▶ OBIETTIVO DELL'ESERCIZIO
Trascrivi parola per parola il passo del testo su Giovanni Spampinato che va da "Ragusa è la" a "traffici illeciti, eversione.".

+++ SEZIONE DEL DOCUMENTO

Questa è un’altra di quelle storie in cui giornalismo e ricerca della verità diventano armi a tal punto potenti da scatenare l’ira e la vendetta di chi impugna le armi vere, quelle che esplodono piombo e seminano morte. È una storia che ha un colore particolare, il nero. Il nero delle coscienze sopite e compromesse, delle connivenze e delle complicità, dei silenzi e degli insabbiamenti. Il nero dei fascisti che ne sono protagonisti, nostalgici eversivi e violenti. È una storia a lungo negata, nascosta, taciuta. Ma è anche la storia di un ragazzo di 25 anni non ancora iscritto all’ordine dei giornalisti, ma che ai giornalisti ha lasciato una straordinaria lezione di libertà. Questo ragazzo si chiamava Giovanni Spampinato.
Ragusa è la provincia più a sud d’Italia, nell’estremo lembo a sud est della Sicilia. La “provincia babba”, come a lungo è stata definita da quanti non hanno visto - o hanno fatto finta di non vedere - che gli interessi criminali e mafiosi avevano messo radici anche lì. Dietro una facciata di perbenismo, si nascondevano intrecci perversi, corruzione, traffici illeciti, eversione.
È qui, in questo pezzo di terra siciliana, che il 6 novembre del 1946 nasce Giovanni. La sua era una famiglia di origini e condizioni umili e modeste, animata però da grandi ideali. Suo padre Peppino era stato un valoroso combattente partigiano in Jugoslavia. Poi aveva contribuito a fondare la sezione ragusana del PCI, diventandone uno dei più noti dirigenti.
All’ombra di questo modello Giovanni cresce e si forma. Ma è un figlio del suo tempo, diverso da quello di suo padre. È figlio del ’68 e delle contestazioni giovanili. È un giovane intelligente e appassionato, profondamente innamorato della vita. È un ragazzo mite, schivo, riservato, capace però di grandi moti di generosità. Come quando, ancora nel 1968, di fronte alla devastazione del terremoto nel Belice, parte come volontario per dare una mano ai soccorritori. È un intellettuale irrequieto, che ama leggere e approfondire, con una lucidità fuori dal comune che lo aiuta a vedere e riconoscere quel che gli altri non sanno vedere. Un'irrequietezza che spesso fa il paio con la disillusione, con periodi di crisi e solitudine che tuttavia mai riescono a fermarlo davvero, a farlo desistere.

++++++
+++ ELENCO DEI DATI

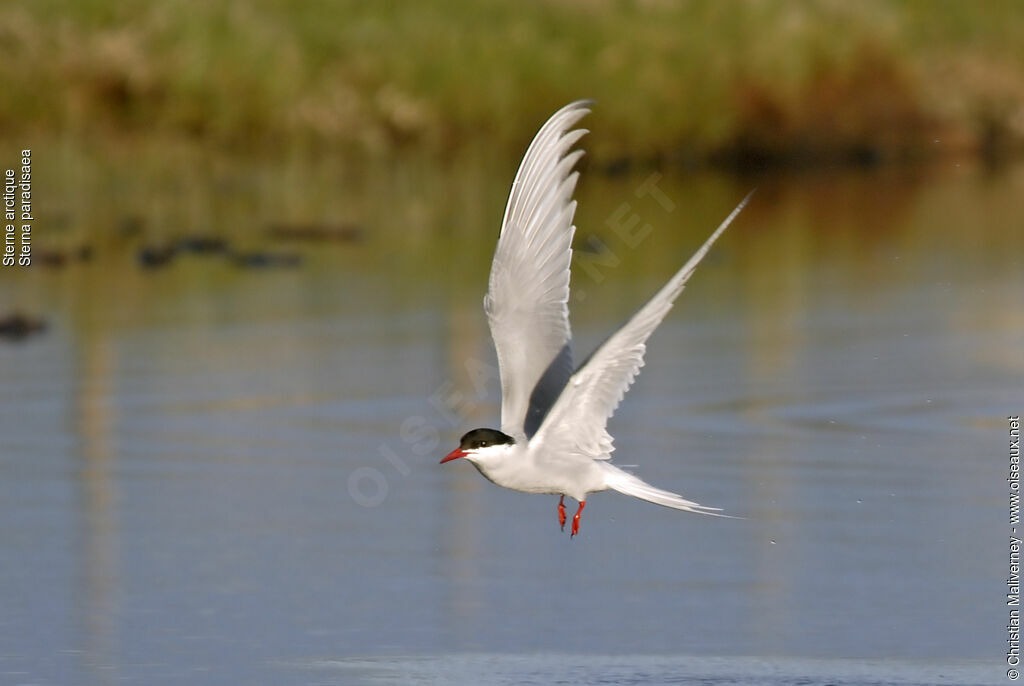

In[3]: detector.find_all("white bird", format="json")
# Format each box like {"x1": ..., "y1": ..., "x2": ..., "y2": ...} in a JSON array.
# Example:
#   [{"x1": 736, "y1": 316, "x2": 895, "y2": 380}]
[{"x1": 441, "y1": 100, "x2": 750, "y2": 537}]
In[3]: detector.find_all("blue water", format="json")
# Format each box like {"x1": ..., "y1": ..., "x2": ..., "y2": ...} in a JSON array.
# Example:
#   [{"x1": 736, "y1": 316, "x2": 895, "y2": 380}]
[{"x1": 0, "y1": 163, "x2": 1024, "y2": 684}]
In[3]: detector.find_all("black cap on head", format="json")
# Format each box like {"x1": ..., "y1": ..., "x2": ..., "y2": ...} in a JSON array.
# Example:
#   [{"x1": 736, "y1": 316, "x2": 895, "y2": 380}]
[{"x1": 459, "y1": 429, "x2": 515, "y2": 451}]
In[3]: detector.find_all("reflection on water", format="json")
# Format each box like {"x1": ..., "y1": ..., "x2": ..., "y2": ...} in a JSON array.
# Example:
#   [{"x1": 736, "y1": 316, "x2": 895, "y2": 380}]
[{"x1": 0, "y1": 153, "x2": 1024, "y2": 684}]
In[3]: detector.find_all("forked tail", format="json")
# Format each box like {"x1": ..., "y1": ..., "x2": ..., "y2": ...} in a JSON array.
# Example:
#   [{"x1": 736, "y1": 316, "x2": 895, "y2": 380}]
[{"x1": 599, "y1": 462, "x2": 739, "y2": 519}]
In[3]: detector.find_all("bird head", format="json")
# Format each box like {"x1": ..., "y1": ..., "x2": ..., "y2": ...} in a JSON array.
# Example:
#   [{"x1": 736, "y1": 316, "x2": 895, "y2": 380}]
[{"x1": 440, "y1": 429, "x2": 515, "y2": 465}]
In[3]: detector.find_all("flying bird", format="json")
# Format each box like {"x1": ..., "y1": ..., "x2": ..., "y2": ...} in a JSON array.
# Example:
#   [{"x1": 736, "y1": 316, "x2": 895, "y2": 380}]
[{"x1": 441, "y1": 100, "x2": 750, "y2": 537}]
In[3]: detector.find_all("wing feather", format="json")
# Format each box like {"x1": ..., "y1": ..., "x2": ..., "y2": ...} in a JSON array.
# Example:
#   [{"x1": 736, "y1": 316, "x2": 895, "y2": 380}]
[
  {"x1": 483, "y1": 100, "x2": 590, "y2": 437},
  {"x1": 535, "y1": 191, "x2": 753, "y2": 460}
]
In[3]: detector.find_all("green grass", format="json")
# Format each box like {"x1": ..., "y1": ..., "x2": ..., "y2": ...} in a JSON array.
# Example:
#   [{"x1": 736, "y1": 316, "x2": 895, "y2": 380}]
[{"x1": 6, "y1": 0, "x2": 1024, "y2": 163}]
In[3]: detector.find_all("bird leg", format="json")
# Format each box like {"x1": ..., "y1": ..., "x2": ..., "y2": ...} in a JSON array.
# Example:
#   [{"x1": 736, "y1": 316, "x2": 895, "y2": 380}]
[{"x1": 569, "y1": 501, "x2": 587, "y2": 539}]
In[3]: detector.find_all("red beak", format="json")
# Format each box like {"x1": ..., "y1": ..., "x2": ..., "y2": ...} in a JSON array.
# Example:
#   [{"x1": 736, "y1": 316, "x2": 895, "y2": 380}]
[{"x1": 439, "y1": 447, "x2": 466, "y2": 465}]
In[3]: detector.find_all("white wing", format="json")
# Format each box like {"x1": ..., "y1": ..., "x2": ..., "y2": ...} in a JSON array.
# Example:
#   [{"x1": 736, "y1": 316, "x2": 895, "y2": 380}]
[
  {"x1": 534, "y1": 191, "x2": 753, "y2": 460},
  {"x1": 483, "y1": 100, "x2": 590, "y2": 437}
]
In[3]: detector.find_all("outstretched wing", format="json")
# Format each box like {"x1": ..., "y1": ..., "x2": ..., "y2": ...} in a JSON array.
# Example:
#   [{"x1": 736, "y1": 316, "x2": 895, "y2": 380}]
[
  {"x1": 483, "y1": 100, "x2": 590, "y2": 437},
  {"x1": 535, "y1": 191, "x2": 753, "y2": 460}
]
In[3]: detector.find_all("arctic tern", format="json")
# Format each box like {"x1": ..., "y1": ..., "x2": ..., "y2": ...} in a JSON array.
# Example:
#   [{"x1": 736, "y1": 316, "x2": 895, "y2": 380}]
[{"x1": 441, "y1": 100, "x2": 750, "y2": 537}]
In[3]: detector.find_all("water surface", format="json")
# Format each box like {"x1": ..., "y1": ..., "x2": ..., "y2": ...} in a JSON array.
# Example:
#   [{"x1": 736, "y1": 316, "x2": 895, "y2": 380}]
[{"x1": 0, "y1": 155, "x2": 1024, "y2": 684}]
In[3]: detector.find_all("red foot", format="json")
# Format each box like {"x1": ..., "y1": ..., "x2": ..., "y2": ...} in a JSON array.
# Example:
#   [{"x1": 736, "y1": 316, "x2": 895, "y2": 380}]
[{"x1": 569, "y1": 501, "x2": 587, "y2": 539}]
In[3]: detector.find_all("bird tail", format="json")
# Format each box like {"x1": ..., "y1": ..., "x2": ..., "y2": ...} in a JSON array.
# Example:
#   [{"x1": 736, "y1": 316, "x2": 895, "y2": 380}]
[{"x1": 599, "y1": 462, "x2": 738, "y2": 519}]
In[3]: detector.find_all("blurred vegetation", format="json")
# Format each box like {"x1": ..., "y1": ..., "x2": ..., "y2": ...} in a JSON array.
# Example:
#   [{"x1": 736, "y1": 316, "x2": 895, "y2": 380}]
[{"x1": 0, "y1": 0, "x2": 1024, "y2": 164}]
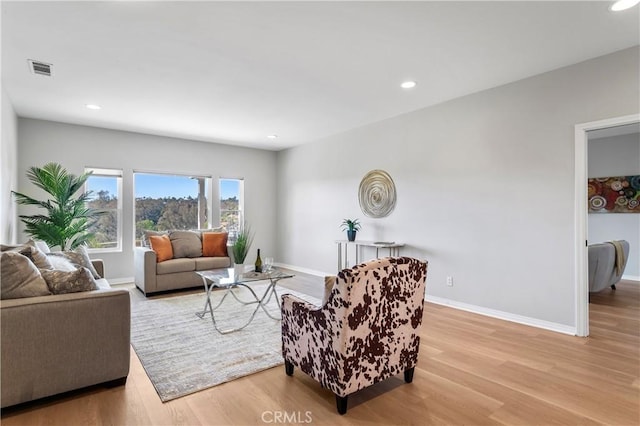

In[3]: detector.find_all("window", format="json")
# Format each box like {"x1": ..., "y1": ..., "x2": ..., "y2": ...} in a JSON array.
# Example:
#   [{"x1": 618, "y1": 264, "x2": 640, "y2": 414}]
[
  {"x1": 133, "y1": 173, "x2": 211, "y2": 246},
  {"x1": 220, "y1": 178, "x2": 244, "y2": 241},
  {"x1": 85, "y1": 167, "x2": 122, "y2": 251}
]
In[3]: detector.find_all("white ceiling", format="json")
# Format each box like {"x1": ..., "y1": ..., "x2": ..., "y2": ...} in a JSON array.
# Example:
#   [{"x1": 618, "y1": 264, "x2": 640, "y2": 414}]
[{"x1": 2, "y1": 1, "x2": 640, "y2": 150}]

++++++

▶ RISPOSTA SCRITTA
Ragusa è la provincia più a sud d’Italia, nell’estremo lembo a sud est della Sicilia. La “provincia babba”, come a lungo è stata definita da quanti non hanno visto - o hanno fatto finta di non vedere - che gli interessi criminali e mafiosi avevano messo radici anche lì. Dietro una facciata di perbenismo, si nascondevano intrecci perversi, corruzione, traffici illeciti, eversione.